**ФРАГМЕНТ ДОКУМЕНТА:**
__________

То же и с циничным монологом Алексея Толстого из "Дневника моих встреч":
"Я циник, - смеялся он, - мне на все наплевать! Я - простой смертный, который хочет жить, хорошо жить, и все тут. Мое литературное творчество. Мне на него наплевать! Нужно писать пропагандные пьесы? Черт с ними я их напишу… Я написал "Петра Первого"… Я переписал заново, в согласии с открытиями партии… Мне наплевать! Эта гимнастика меня даже забавляет! Приходится, действительно, быть акробатом. Мишка Шолохов, Сашка Фадеев, Илья Эренбрюки - все они акробаты…"
Дальше следуют якобы толстовские приятельские разговоры со Сталиным - целая страница толстовского, плохо придуманного монолога. Можете вспомнить, что Анненков и относился к мемуарам как к сочинительству, но надо признать, что это не высокого разбора сочинительство, ибо кто поверит, что Толстой, который был вполне осторожен и даже в письмах к родной жене писал только то, "что можно", что совпадало "с линией", станет откровенничать с не слишком ближним и не слишком надежным приятелем. Но может, и эти придуманные "мысли вслух" лишь отражают собственные многолетние мучительные колебания Анненкова: ехать - не ехать. Может, он самого себя в чем-то убеждает - в том, что он поступил правильно. В любом случае собственное поведение Анненкова на протяжении многих десятилетий парижской жизни никак не могло поддержать репутацию того бесстрашного критика большевистского режима, каким он теперь хотел казаться. Именно так рассудил, вероятно, издатель "Воздушных путей", отказавшись от анненского наиболее дерзкого очерка - очерка о Пастернаке, в котором, впрочем, не было никаких открытий или собственных наблюдений: лишь добросовестный набор цитат из холуйской советской прессы времен травли "врага народа" Пастернака…
Надо сказать, что не только диалоги из "Дневника" вызывают сомнение и кажутся придуманными, зачастую придуманными кажутся и сами "встречи"…
Один симпатичный русский мемуарист, тоже, кстати, друг Льва Никулина, Александр Вертинский, сообщил однажды в письме к жене из поездки, что садится "монтировать" свои мемуары. Ощущение того, что Анненков тоже что-то "монтирует", не оставляет нас при чтении его мемуарных очерков. Взять хотя бы очерк о Маяковском. Маяковский, встретив Анненкова в Ницце на улице, хамовато просит у него две тыщи, поскольку он, Маяковский, только что проигрался. Похоже, что именно так и было. Но вероятно все же, что случилось это не в Ницце 1928 года, а в Париже 1925, у входа в советский павильон выставки, в которой Анненков, приехавший из Италии, принимал активное участие. Подобная тогдашняя сцена даже описана Эльзой Триоле, которой эта малосимпатичная "игра" показалась изящной и остроумной. Анненков переносит эту сцену вымогательства в Ниццу 1928 года, чтоб было интереснее и убедительнее. Анненков с Маяковским едят на его, Анненкова, деньги рыбный суп и говорят о порабощении большевиками искусства:
"…произошла поистине драматическая сцена: Маяковский разрыдался и прошептал едва слышно:
- Теперь я… чиновник…
Служанка ресторана, напуганная рыданиями, подбежала:
- Что такое? Что происходит?

__________

**СОДЕРЖАНИЕ НАБОРА ДАННЫХ:**
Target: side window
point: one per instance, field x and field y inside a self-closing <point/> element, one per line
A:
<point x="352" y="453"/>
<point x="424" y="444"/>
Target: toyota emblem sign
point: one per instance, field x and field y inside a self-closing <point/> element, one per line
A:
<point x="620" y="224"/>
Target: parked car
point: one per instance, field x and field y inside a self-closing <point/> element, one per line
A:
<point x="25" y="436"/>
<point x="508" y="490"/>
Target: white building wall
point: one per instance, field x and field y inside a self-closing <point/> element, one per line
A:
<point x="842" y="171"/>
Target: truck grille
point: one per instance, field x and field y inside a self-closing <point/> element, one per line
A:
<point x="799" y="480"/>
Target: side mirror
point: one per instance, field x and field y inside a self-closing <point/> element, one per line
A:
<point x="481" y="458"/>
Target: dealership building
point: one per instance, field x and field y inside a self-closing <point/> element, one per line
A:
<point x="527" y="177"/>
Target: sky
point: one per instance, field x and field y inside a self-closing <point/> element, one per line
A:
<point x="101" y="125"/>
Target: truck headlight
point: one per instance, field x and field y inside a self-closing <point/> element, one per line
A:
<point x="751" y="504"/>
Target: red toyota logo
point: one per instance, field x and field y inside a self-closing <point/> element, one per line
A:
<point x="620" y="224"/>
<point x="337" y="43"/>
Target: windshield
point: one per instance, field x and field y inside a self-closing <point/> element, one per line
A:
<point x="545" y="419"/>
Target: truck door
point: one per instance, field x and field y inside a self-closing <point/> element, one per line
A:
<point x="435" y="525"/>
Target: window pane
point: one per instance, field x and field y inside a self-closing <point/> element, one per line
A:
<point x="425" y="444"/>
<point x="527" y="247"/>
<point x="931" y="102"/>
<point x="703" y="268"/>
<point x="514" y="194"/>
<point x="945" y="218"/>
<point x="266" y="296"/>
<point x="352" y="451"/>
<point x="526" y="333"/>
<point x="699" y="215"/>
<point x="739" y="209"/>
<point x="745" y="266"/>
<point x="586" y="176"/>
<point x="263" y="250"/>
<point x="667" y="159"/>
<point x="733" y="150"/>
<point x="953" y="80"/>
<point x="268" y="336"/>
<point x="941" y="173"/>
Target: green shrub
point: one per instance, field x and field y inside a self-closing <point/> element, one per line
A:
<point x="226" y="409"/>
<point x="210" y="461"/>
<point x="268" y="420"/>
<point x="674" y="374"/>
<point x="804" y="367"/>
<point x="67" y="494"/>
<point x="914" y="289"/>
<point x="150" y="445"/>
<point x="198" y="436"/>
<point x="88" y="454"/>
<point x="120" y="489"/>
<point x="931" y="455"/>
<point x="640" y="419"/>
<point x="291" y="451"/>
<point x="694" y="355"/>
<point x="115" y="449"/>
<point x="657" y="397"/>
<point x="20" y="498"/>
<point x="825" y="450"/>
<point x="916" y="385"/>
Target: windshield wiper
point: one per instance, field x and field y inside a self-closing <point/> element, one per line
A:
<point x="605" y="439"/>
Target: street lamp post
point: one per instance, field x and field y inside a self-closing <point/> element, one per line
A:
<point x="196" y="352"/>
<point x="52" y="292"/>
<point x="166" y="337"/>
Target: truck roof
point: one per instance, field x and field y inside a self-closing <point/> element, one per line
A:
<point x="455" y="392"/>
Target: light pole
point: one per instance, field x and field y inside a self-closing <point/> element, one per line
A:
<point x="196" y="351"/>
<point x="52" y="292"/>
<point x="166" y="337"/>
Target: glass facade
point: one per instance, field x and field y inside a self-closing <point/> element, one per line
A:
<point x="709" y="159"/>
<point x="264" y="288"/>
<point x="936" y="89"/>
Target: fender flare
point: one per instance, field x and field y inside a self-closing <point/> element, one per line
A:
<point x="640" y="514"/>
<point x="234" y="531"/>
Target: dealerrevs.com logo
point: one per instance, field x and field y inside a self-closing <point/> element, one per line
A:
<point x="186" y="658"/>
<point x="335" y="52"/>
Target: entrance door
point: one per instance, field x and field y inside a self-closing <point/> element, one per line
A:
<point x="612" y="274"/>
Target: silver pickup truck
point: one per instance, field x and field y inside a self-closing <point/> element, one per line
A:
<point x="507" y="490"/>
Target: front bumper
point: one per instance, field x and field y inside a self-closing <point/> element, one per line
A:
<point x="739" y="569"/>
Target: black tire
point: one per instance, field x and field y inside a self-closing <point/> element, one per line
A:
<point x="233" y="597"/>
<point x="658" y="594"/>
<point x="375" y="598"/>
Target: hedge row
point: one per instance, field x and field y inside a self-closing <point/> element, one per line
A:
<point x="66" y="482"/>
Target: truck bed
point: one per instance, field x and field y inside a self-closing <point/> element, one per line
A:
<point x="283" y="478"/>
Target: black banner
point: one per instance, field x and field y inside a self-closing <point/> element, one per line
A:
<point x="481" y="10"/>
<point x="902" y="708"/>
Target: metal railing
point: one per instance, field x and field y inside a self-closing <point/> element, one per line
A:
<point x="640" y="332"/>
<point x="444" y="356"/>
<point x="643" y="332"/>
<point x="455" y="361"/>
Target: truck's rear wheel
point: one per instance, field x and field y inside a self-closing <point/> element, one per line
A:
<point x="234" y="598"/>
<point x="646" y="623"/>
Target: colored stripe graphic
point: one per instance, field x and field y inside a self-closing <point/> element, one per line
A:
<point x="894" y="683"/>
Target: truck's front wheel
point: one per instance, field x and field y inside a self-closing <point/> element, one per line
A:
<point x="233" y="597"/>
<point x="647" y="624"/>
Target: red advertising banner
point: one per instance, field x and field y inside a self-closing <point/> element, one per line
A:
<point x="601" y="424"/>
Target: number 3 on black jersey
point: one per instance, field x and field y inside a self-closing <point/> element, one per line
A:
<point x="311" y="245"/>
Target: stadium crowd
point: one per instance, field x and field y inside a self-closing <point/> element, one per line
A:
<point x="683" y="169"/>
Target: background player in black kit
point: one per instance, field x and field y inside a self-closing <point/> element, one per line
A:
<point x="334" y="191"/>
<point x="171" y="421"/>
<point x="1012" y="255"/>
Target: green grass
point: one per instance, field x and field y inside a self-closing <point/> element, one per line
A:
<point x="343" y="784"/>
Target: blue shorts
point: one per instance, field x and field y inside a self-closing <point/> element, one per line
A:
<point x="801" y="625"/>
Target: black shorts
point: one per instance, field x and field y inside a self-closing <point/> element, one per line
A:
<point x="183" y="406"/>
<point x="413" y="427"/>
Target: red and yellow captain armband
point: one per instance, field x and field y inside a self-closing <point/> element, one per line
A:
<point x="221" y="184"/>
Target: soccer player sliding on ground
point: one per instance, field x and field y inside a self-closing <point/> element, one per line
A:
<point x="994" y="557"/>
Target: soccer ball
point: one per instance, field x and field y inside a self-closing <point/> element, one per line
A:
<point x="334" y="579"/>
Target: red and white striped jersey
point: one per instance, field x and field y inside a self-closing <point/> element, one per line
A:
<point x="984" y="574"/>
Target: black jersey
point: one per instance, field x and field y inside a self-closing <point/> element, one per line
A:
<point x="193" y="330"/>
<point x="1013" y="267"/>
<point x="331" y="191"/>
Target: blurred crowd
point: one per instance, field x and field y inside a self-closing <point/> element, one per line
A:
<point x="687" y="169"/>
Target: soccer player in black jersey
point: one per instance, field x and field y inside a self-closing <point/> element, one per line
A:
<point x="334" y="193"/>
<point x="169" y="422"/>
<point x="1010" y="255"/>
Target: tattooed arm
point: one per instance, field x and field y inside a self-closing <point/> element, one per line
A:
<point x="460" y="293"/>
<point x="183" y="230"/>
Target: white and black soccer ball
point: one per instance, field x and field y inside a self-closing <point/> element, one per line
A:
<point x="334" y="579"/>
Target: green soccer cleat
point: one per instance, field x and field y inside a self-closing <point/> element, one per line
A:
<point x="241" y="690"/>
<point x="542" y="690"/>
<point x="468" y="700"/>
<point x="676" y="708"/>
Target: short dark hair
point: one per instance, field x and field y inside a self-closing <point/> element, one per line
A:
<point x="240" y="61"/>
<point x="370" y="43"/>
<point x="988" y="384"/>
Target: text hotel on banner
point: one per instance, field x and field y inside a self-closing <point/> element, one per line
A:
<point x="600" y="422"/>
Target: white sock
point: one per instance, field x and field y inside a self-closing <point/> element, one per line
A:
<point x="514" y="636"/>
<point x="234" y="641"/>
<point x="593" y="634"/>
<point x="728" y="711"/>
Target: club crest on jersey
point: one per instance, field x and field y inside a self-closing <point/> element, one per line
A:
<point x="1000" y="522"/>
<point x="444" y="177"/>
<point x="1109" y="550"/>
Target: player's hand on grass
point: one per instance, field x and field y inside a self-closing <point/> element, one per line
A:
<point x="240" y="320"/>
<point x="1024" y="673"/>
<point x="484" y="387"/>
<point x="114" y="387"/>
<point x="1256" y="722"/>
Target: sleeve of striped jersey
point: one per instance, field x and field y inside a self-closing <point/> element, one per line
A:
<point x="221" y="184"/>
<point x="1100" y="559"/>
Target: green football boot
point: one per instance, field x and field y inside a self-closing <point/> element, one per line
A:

__________

**ЗАДАНИЕ:** Какой очерк Анненкова отверг издатель «Воздушных путей», согласно фрагменту о мемуарах Анненкова? Список представляет собой самостоятельный материал.

**ИТОГОВЫЙ ОТВЕТ:** Очерк о Пастернаке.